◆ Selected passage:
Taking a page
from President Bush, Democrat Barack Obama said Tuesday he
wants to expand White House efforts to steer social service
dollars to religious groups, risking protests in his
own party with his latest aggressive reach for voters
who usually vote Republican.
Obama contended
he is merely stating long-held positions -- surprising to
some, he said, after a primary campaign in which he was
''tagged as being on the left.''
In recent days,
with the Democratic nomination in hand and the general
election battle with Republican John McCain ahead, Obama has
been sounding centrist themes with comments on guns,
government surveillance, and capital punishment. He's
even quoted Ronald Reagan.
On Tuesday,
touring a Presbyterian Church-based social services
facility, the Democratic senator said he would get
religious charities more involved in government
antipoverty efforts if elected.
''We need an
all-hands-on-deck approach,'' he said at Eastside Community
Ministry.

◆ What you need to do:
Could you return, word for word, the stretch of the Obama news report that begins with the words containing "Taking a page" and ends with "usually vote Republican."?

◆ Given records:

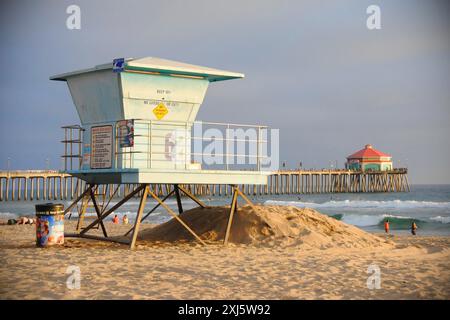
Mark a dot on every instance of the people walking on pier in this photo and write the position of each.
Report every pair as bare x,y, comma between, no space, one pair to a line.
386,226
413,228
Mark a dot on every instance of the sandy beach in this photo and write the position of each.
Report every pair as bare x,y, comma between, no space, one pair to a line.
411,268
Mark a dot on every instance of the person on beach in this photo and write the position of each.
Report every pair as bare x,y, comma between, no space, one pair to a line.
413,228
386,226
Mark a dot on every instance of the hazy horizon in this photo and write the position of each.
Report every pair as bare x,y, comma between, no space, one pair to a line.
313,70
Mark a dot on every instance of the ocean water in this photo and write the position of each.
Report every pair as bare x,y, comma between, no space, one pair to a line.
427,205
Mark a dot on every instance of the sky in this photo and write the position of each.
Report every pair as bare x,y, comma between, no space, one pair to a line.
312,69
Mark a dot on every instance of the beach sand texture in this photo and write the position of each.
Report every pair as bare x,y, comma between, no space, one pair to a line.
277,253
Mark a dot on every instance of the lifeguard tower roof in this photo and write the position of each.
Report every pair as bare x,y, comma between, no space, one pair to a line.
161,66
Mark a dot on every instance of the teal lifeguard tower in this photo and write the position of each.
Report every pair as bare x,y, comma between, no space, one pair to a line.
137,117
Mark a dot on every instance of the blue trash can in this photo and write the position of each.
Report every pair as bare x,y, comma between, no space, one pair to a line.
49,224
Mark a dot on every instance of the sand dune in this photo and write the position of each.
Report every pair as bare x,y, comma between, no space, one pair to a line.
268,225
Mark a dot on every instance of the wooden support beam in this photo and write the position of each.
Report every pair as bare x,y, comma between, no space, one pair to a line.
97,210
176,216
177,194
230,217
137,223
116,206
192,197
151,211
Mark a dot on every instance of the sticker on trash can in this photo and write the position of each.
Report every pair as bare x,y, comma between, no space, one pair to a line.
49,230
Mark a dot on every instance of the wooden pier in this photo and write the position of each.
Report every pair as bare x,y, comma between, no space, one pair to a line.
54,185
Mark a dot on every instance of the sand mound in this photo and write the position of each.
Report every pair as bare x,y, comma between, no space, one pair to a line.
271,225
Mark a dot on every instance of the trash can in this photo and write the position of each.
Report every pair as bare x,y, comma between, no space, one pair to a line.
49,224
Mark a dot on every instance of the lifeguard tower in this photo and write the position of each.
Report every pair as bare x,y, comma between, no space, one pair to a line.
138,127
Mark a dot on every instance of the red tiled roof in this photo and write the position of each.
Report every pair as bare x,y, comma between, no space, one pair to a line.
368,152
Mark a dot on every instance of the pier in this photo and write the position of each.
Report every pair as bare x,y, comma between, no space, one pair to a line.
54,185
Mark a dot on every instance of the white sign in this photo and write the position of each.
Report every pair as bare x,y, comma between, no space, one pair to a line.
101,147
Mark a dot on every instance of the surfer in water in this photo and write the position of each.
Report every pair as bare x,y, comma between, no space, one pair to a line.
413,228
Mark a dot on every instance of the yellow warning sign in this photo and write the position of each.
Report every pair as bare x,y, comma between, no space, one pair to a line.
160,111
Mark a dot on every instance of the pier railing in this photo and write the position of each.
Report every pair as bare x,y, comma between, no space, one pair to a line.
55,185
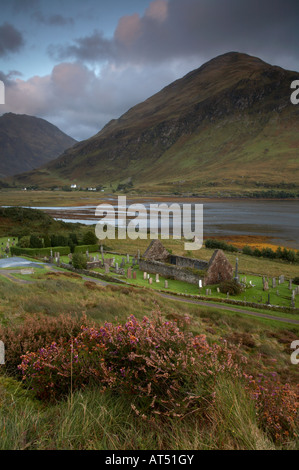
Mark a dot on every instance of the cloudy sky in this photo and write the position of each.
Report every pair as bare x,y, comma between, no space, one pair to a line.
80,64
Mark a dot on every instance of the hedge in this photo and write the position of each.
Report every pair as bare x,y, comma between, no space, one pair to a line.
84,248
63,250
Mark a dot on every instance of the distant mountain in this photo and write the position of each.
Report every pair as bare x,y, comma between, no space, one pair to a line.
227,127
27,142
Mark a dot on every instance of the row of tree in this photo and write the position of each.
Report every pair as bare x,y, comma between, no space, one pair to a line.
49,241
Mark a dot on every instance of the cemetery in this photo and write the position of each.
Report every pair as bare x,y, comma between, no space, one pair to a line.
139,271
161,270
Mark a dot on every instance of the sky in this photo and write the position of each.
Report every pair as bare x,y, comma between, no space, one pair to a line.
80,64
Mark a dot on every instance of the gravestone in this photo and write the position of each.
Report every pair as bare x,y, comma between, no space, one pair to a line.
281,279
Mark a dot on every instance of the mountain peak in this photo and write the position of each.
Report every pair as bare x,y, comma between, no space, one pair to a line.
228,123
27,142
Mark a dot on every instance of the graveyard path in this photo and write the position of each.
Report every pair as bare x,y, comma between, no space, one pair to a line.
231,308
8,275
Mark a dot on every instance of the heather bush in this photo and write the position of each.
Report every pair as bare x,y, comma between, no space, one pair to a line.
34,333
169,371
79,261
276,404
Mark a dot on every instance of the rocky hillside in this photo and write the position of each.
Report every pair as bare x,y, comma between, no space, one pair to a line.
227,127
27,142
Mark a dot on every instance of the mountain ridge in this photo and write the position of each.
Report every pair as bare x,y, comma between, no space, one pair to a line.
225,125
28,142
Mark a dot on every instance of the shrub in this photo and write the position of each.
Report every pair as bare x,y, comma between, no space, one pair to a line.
84,248
79,261
35,333
35,242
247,250
167,370
90,238
24,242
231,287
276,404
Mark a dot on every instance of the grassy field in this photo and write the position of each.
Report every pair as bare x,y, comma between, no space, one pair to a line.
93,420
280,295
104,420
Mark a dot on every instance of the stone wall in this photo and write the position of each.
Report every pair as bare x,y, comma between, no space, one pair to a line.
219,269
188,262
168,270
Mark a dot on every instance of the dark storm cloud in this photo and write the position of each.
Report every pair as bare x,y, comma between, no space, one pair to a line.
24,5
11,40
175,28
87,48
52,20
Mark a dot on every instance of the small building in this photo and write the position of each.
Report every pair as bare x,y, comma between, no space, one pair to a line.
157,260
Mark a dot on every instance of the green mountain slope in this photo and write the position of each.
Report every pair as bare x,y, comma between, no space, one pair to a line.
227,126
27,142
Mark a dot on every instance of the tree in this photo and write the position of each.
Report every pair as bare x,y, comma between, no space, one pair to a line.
79,261
90,238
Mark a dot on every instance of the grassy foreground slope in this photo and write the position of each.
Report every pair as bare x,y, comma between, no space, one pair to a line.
91,418
225,127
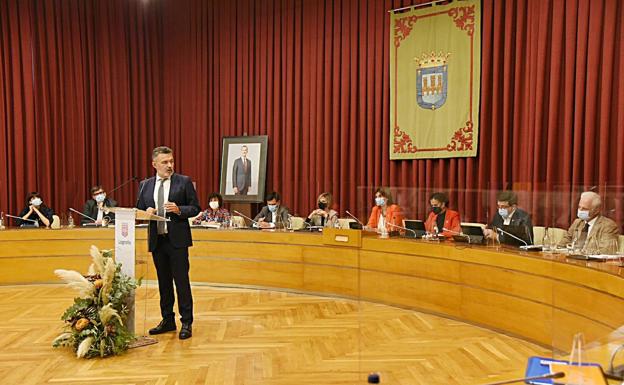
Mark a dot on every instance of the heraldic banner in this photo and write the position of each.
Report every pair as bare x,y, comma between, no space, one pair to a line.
435,70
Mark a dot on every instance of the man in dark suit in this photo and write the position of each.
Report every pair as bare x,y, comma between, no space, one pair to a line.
95,208
173,196
591,232
512,220
273,214
241,173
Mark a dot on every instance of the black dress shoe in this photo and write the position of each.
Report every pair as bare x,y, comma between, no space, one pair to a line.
186,331
163,327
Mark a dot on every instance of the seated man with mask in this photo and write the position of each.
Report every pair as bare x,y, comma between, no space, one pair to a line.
511,220
95,208
273,214
590,229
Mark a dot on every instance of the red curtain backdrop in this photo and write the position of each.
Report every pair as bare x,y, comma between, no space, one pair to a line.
87,88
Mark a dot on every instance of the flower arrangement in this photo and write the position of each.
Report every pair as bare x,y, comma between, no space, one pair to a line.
94,323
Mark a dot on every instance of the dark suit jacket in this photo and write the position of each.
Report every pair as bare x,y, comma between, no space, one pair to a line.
91,210
520,226
241,178
280,221
182,193
604,231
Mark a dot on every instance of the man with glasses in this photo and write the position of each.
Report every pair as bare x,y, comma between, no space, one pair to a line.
511,220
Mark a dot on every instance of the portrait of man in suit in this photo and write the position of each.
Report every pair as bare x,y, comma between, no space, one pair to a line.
241,173
243,168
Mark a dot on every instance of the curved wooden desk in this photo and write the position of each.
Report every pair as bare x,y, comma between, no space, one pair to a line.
539,297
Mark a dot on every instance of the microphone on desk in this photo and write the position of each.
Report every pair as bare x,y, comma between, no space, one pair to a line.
123,184
354,217
458,233
402,228
526,246
84,215
245,216
527,379
22,219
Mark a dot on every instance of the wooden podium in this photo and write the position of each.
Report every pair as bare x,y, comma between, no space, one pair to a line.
125,246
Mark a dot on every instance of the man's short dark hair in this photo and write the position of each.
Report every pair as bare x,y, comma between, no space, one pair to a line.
161,150
95,188
216,195
440,197
273,195
507,196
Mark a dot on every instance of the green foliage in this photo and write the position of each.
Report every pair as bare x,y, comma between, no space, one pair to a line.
82,318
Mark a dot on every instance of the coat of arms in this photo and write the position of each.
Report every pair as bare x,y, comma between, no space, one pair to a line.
432,80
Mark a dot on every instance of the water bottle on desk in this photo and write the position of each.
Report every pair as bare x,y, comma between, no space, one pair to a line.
546,241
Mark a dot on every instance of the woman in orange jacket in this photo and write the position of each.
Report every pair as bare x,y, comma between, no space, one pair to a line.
442,220
385,213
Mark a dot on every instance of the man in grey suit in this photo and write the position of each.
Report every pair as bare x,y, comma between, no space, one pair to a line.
241,173
273,215
591,232
173,196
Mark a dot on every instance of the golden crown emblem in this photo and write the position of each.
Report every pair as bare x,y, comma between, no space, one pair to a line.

◆ Written answer:
Taking a page
from President Bush, Democrat Barack Obama said Tuesday he
wants to expand White House efforts to steer social service
dollars to religious groups, risking protests in his
own party with his latest aggressive reach for voters
who usually vote Republican.